--- Consigne ---
Recopiez le texte sur l'amour la main ouverte de "Apprendre à aimer" à "de la patience.", en remplaçant "patience" par "persévérance".

Apprendre à aimer la main ouverte est une
toute autre démarche. C'est un apprentissage
qui a cheminé progressivement en moi,
façonné dans les feux de la souffrance et
les eaux de la patience.
J'apprends que je dois laisser libre
quelqu'un que j'aime, parce que si je
m'agrippe, si je m'attache, si j'essaie de
contrôler, je perds ce que je tente de
garder.
Si j'essaie de changer quelqu'un que j'aime,
parce que je sens que je sais comment cette
personne devrait être, je lui vole un droit
précieux, le droit d'être responsable de sa
propre vie, de ses propres choix, de sa
propre façon de vivre.
Chaque fois que j'impose mon désir ou ma
volonté, ou que j'essaie d'exercer un
pouvoir sur une autre personne, je la
dépossède de la pleine réalisation de sa
croissance et de sa maturation. Je la brime
et la contrecarre par mon acte de
possession, même si mes intentions sont les
meilleures.
Je peux brimer et blesser en agissant avec
la plus grande bonté, pour protéger
quelqu'un. Et une protection et une
sollicitude excessives peuvent signifier à
une autre personne plus éloquemment que des
mots:
"Tu es incapable de t'occuper de toi-même,
je dois m'occuper de toi parce que tu
m'appartiens. Je suis responsable de toi."
Au fur et à mesure de mon apprentissage et
de ma pratique, je peux dire à quelqu'un que
j'aime :
Je t'aime, je t'estime, je te respecte et
j'ai confiance en toi. Tu as en toi ou tu
peux développer la force de devenir tout ce
qu'il t'es possible de devenir, à condition
que je ne me mette pas en travers de ton
chemin. Je t'aime, tant que je peux te
laisser la liberté de marcher à côté de moi
dans la joie et dans la tristesse. Je
partagerai tes larmes mais ne te demanderai
pas de ne pas pleurer. Je répondrai si tu as
besoin de moi, je prendrai soin de toi, je
te réconforterai, mais je ne te soutiendrai
pas quand tu pourras marcher tout seul. Je
serai prête à être à tes côtés dans la peine
et solitude, mais je ne les éloignerai pas
de toi. Je m'efforcerai d'écouter ce que tue
veux dire, avec tes paroles à toi, mais je
ne serai pas toujours d'accord avec toi.

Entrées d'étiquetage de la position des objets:
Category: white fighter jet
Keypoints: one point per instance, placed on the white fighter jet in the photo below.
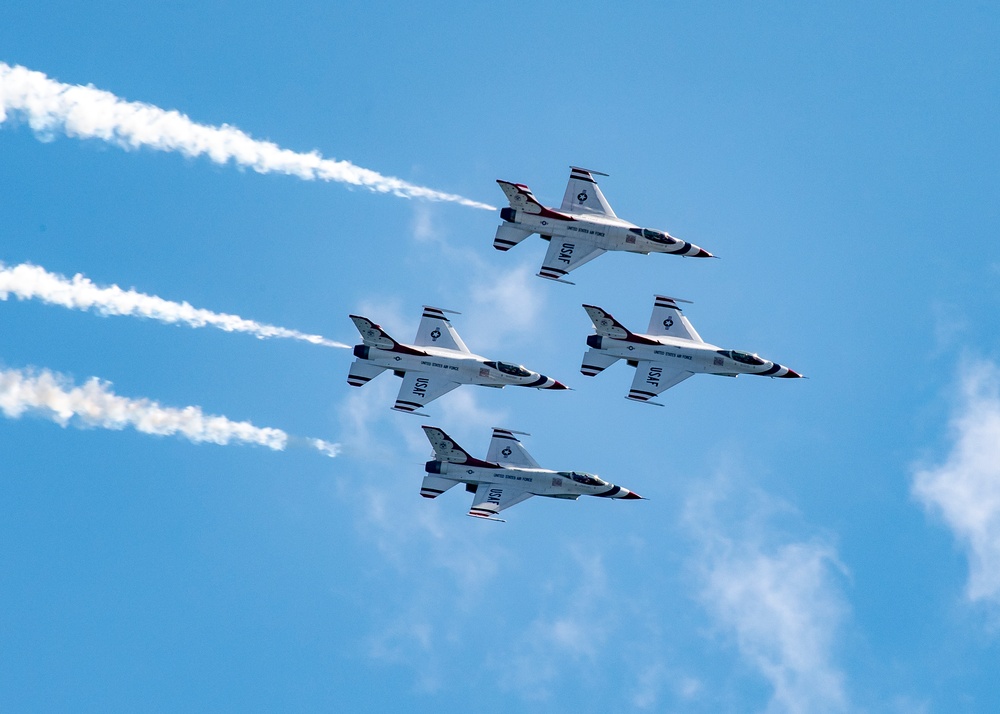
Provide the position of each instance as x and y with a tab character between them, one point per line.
583	228
436	363
669	352
508	475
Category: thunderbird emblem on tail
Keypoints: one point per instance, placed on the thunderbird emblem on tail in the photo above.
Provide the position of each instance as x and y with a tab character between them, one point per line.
583	228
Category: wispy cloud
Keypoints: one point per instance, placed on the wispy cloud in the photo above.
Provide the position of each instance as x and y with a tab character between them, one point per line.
965	490
27	282
89	113
775	595
53	396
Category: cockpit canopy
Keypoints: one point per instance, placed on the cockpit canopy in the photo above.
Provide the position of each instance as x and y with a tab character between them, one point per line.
511	369
744	357
584	478
657	236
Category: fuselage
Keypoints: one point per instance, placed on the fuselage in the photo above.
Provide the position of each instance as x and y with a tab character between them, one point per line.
689	356
540	482
455	366
603	231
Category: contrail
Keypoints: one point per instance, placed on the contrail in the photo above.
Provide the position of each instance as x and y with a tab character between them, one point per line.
54	396
28	282
87	112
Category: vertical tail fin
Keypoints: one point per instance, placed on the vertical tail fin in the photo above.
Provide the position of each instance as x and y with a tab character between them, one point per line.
607	326
445	449
374	336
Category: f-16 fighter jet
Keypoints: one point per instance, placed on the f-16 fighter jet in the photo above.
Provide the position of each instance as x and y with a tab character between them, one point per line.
508	475
437	362
583	228
670	352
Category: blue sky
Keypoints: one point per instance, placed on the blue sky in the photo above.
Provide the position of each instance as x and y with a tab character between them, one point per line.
814	545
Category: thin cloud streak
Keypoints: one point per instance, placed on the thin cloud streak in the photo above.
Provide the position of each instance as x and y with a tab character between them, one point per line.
964	491
777	597
90	113
27	282
53	396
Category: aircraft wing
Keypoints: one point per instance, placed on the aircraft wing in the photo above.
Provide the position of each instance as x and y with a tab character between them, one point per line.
491	498
584	196
419	389
566	254
436	331
651	378
667	319
506	450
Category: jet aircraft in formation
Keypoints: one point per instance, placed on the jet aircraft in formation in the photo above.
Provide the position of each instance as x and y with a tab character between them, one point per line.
508	476
583	227
436	363
669	352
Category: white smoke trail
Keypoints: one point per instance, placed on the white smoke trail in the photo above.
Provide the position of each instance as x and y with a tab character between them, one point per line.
55	397
28	282
88	112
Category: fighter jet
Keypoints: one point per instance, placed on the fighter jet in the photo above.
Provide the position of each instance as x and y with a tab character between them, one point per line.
435	364
670	351
508	475
583	228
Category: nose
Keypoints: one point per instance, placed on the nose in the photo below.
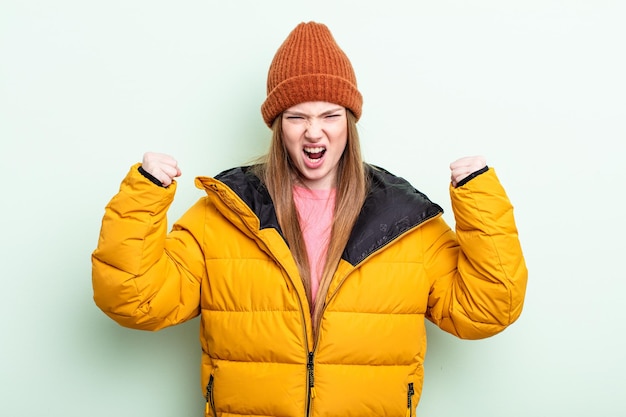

--- Réponse ---
Apprendre à aimer la main ouverte est une
toute autre démarche. C'est un apprentissage
qui a cheminé progressivement en moi,
façonné dans les feux de la souffrance et
les eaux de la persévérance.